### THE DATA:
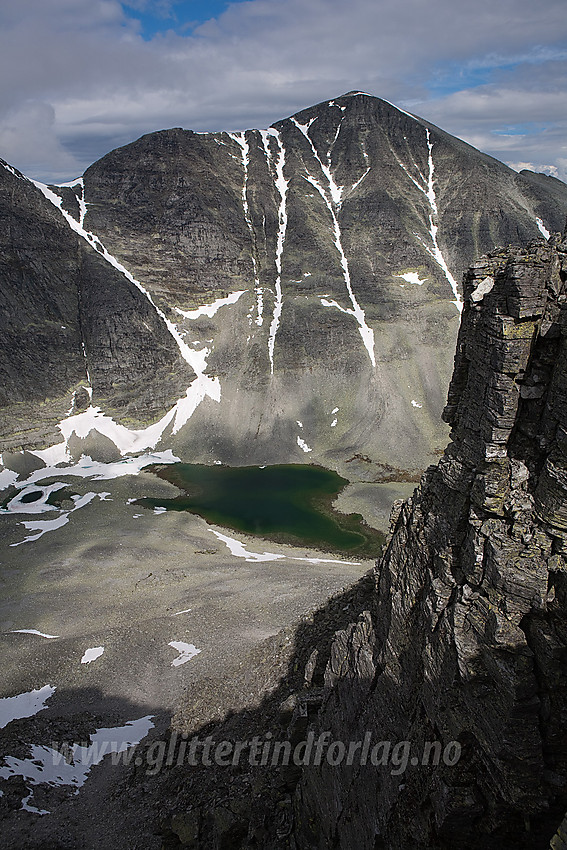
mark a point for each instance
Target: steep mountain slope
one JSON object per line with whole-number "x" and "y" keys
{"x": 307, "y": 274}
{"x": 466, "y": 638}
{"x": 425, "y": 705}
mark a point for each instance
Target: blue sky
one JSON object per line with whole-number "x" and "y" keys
{"x": 181, "y": 17}
{"x": 80, "y": 77}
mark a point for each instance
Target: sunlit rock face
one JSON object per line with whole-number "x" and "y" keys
{"x": 233, "y": 285}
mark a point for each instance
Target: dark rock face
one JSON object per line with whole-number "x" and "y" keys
{"x": 344, "y": 229}
{"x": 465, "y": 639}
{"x": 68, "y": 318}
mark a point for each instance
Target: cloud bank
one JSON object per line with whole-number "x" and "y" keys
{"x": 81, "y": 77}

### ABOUT THIS TASK:
The records above should be output exactly, but without any of their pictures.

### WRITTEN ANSWER:
mark a point for each instance
Target: steep mountain slope
one JSON object per line with whole-number "x" and "y" keys
{"x": 307, "y": 274}
{"x": 466, "y": 638}
{"x": 425, "y": 705}
mark a point for each instance
Target: blue sky
one JSON object per line with whole-number "x" and "y" keys
{"x": 181, "y": 17}
{"x": 80, "y": 77}
mark a point for each instance
Target: sunlit rock face
one JSON object per line with whole-number "x" and "y" keys
{"x": 233, "y": 285}
mark a point for each instance
Target: dark rock face
one JSON object per line with whole-number "x" and "y" keys
{"x": 344, "y": 229}
{"x": 465, "y": 639}
{"x": 68, "y": 318}
mark a point for each instance
Target: cloud bank
one JSON object per line with whole-number "x" and "y" keys
{"x": 81, "y": 77}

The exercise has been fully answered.